Items from a data source
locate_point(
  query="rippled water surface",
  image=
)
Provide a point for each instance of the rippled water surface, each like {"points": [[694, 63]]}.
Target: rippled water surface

- Task instructions: Each line above where the word "water" occurs should be returned in full.

- Answer:
  query="rippled water surface",
Provide a point for each instance of the rippled water surface, each like {"points": [[694, 63]]}.
Target: rippled water surface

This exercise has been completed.